### Task prompt
Render the lines of the material below as a JSON list of strings, one string per line and blank lines omitted, starting with the line that contains "find | eyeglasses" and going on through the line that contains "column 155, row 288". Include no other lines.

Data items
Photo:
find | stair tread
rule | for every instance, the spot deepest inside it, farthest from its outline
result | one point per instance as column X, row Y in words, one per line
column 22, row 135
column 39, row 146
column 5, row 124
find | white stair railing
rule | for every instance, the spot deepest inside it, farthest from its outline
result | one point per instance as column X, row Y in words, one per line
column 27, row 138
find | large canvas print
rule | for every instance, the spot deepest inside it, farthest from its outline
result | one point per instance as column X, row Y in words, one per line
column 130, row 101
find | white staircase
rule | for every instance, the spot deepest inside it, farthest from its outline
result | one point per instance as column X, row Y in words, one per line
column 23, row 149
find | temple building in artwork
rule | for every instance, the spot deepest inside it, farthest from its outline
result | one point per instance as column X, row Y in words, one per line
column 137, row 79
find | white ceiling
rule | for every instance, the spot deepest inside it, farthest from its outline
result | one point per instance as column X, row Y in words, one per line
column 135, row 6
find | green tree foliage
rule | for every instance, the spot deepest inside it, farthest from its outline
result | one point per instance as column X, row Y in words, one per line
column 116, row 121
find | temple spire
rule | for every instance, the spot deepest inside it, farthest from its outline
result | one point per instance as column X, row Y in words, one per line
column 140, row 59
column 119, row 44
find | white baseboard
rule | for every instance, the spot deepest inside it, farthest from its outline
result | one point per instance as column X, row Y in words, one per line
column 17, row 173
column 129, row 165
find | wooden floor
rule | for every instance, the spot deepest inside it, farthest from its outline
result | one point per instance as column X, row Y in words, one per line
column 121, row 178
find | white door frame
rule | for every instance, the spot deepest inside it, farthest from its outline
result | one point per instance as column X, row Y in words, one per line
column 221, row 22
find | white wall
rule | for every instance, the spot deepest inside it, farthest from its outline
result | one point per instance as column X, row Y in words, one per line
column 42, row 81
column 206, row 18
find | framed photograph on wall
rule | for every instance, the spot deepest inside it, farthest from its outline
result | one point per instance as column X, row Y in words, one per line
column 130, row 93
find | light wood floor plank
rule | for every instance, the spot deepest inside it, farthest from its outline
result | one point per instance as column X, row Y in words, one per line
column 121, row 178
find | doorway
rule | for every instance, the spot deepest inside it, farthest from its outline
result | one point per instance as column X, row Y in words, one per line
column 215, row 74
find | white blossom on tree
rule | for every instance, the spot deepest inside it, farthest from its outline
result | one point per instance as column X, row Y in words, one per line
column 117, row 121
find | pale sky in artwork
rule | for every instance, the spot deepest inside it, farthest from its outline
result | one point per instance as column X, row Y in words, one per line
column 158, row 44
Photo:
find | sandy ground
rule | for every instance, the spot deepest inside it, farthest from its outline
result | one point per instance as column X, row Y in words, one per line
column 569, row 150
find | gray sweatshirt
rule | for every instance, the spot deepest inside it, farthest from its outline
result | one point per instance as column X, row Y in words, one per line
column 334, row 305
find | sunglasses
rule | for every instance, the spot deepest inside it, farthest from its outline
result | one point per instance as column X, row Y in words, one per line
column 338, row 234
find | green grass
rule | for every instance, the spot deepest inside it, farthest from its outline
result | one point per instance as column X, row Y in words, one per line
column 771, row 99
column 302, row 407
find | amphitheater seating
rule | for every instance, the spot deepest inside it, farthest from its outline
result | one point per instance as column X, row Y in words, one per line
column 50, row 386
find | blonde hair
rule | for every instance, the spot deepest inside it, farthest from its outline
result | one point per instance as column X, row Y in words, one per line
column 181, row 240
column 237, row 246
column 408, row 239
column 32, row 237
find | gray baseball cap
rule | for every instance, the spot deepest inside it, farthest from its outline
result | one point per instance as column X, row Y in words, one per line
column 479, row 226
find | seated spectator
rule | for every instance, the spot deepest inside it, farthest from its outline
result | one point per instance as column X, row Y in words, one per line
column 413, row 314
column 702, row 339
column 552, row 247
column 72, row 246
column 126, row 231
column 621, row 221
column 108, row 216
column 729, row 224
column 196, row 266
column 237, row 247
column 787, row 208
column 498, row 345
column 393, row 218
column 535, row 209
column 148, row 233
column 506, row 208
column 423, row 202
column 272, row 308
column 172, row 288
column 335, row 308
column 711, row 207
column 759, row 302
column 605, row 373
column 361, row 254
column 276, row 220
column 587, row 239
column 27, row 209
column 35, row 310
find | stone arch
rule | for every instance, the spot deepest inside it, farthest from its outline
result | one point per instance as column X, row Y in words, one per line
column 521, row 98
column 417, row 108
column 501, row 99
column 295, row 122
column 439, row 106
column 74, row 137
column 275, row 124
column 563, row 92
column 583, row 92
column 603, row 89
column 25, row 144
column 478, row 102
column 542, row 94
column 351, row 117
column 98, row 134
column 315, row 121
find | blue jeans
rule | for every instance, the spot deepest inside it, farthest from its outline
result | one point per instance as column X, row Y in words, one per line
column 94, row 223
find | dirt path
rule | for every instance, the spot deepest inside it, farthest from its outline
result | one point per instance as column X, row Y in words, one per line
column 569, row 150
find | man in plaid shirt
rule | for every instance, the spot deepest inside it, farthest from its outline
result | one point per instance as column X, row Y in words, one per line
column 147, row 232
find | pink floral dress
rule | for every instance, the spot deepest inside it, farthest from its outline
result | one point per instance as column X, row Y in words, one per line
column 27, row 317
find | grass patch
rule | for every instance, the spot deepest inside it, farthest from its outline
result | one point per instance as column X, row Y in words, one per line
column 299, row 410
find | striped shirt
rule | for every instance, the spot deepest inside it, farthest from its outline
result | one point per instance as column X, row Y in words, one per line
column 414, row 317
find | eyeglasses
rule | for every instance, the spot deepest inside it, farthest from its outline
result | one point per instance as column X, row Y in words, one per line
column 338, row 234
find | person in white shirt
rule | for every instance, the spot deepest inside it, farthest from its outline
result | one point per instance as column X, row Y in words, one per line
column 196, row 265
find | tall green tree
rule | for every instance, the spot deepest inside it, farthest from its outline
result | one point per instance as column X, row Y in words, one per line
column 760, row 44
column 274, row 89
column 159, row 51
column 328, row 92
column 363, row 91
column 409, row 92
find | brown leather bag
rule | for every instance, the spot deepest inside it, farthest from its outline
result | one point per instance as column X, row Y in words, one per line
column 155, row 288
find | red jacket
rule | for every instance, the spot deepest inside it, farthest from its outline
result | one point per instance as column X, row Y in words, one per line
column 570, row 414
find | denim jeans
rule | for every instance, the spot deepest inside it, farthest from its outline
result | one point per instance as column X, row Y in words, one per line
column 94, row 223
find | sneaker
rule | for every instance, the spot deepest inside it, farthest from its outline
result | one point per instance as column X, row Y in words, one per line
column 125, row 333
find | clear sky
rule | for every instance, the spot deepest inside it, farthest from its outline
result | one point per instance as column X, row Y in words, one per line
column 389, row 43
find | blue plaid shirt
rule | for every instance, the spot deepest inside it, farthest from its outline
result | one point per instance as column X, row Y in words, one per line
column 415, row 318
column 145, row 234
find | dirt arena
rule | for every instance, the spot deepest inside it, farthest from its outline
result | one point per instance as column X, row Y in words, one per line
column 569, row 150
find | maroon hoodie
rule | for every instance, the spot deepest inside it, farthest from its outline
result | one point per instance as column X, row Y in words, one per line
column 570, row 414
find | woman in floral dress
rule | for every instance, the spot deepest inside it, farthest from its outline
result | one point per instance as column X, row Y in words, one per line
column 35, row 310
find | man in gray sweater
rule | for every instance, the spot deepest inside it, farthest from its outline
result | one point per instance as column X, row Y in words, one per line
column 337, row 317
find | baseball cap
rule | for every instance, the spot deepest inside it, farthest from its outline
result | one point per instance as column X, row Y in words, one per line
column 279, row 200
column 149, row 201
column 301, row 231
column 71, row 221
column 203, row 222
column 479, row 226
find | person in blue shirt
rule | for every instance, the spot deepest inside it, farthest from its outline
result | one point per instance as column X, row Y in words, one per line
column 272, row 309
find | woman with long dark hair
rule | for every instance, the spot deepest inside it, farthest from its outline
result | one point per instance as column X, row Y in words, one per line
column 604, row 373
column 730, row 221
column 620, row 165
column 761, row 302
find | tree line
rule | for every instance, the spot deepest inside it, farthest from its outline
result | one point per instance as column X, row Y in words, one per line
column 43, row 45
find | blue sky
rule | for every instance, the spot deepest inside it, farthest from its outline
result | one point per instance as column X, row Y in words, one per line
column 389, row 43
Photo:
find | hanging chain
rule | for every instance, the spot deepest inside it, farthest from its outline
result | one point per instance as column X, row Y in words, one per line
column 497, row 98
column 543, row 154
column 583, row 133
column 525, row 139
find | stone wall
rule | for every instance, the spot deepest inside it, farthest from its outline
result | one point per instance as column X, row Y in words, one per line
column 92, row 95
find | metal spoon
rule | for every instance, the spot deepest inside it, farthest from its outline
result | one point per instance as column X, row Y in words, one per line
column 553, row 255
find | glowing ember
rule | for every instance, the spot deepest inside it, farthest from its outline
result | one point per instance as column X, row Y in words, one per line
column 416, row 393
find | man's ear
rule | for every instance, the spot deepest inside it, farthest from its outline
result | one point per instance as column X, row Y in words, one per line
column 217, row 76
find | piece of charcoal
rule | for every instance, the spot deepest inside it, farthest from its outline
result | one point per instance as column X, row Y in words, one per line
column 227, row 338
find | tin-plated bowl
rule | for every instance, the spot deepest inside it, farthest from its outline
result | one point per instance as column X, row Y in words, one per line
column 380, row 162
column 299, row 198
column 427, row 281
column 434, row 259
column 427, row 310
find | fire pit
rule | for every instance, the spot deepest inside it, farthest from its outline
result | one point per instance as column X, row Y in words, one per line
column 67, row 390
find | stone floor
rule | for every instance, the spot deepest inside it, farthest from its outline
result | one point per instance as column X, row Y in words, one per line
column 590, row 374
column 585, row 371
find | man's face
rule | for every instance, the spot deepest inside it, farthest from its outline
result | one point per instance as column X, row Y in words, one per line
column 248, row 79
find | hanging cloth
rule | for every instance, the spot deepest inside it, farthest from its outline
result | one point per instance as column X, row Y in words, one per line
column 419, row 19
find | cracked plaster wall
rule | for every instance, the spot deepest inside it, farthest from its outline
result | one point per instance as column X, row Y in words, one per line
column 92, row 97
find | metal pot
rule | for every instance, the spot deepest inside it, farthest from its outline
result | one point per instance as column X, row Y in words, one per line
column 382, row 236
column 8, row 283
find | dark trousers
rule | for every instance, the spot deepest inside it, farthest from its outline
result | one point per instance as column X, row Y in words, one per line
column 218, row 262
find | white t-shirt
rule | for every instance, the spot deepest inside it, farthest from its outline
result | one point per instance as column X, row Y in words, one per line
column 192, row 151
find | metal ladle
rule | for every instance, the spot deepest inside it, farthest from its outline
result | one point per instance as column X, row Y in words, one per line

### Answer to this exercise
[
  "find | eyeglasses",
  "rule | for every instance, the spot deepest inside it, farthest from its outline",
  "result | one point per instance as column X, row Y in words, one per line",
  "column 338, row 234",
  "find | person in white shirt",
  "rule | for every instance, the spot deepest inside it, farthest from its outline",
  "result | one point per instance as column X, row Y in words, one per line",
  "column 196, row 265",
  "find | tall green tree",
  "rule | for every instance, the spot deepest inside it, farthest from its outline",
  "result | one point per instance as column X, row Y in words, one per line",
  "column 760, row 44",
  "column 274, row 89",
  "column 159, row 51",
  "column 328, row 92",
  "column 363, row 91",
  "column 409, row 92",
  "find | brown leather bag",
  "rule | for every instance, the spot deepest inside it, farthest from its outline",
  "result | one point per instance as column X, row Y in words, one per line",
  "column 155, row 288"
]